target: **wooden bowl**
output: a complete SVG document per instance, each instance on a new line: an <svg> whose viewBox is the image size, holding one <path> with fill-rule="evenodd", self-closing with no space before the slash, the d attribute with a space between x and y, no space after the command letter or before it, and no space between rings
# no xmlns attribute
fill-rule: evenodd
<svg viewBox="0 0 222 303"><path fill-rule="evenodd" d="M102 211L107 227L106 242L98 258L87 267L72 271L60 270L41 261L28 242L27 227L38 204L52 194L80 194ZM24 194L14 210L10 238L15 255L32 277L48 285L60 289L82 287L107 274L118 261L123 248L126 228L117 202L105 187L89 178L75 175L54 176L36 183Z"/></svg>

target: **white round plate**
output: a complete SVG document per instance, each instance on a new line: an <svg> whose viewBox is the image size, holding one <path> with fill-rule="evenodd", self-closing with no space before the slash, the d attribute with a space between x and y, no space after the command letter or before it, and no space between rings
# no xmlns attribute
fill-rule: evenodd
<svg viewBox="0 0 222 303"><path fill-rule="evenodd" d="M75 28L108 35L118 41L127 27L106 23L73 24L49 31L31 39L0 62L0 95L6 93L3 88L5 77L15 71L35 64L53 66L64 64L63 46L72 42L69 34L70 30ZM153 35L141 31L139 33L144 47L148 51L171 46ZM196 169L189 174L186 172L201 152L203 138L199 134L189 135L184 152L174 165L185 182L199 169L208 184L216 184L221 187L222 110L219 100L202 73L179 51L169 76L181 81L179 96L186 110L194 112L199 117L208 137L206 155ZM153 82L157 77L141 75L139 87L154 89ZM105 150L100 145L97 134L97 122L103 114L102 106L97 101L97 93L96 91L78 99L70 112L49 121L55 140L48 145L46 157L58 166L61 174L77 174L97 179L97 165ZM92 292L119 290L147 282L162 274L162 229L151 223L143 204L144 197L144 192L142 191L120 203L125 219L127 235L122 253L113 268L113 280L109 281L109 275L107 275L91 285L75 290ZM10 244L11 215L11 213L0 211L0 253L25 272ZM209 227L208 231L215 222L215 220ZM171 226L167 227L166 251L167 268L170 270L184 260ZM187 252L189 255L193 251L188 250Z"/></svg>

★ ★ ★ ★ ★

> [Énoncé]: Modifiez les enregistrements depuis leur début jusqu'à la ligne qui contient « 211L107 227L106 242L98 », incluse : remplacez « wooden bowl » par « ceramic bowl » et gardez tout le reste identique.

> [Résultat final]:
target: **ceramic bowl**
output: a complete SVG document per instance, each instance on a new line: an <svg> whose viewBox is the image size, holding one <path> with fill-rule="evenodd", self-closing with no space before the slash, the d attribute with a space between x and y, no space after the command letter or before it, and no space between rings
# no xmlns attribute
fill-rule: evenodd
<svg viewBox="0 0 222 303"><path fill-rule="evenodd" d="M102 211L107 227L106 242L98 258L87 267L72 271L60 270L41 261L28 242L27 227L38 204L52 194L80 194ZM24 194L14 210L10 238L15 255L32 277L48 285L60 289L82 287L107 274L118 261L123 248L126 228L117 202L105 187L89 178L75 175L54 176L36 183Z"/></svg>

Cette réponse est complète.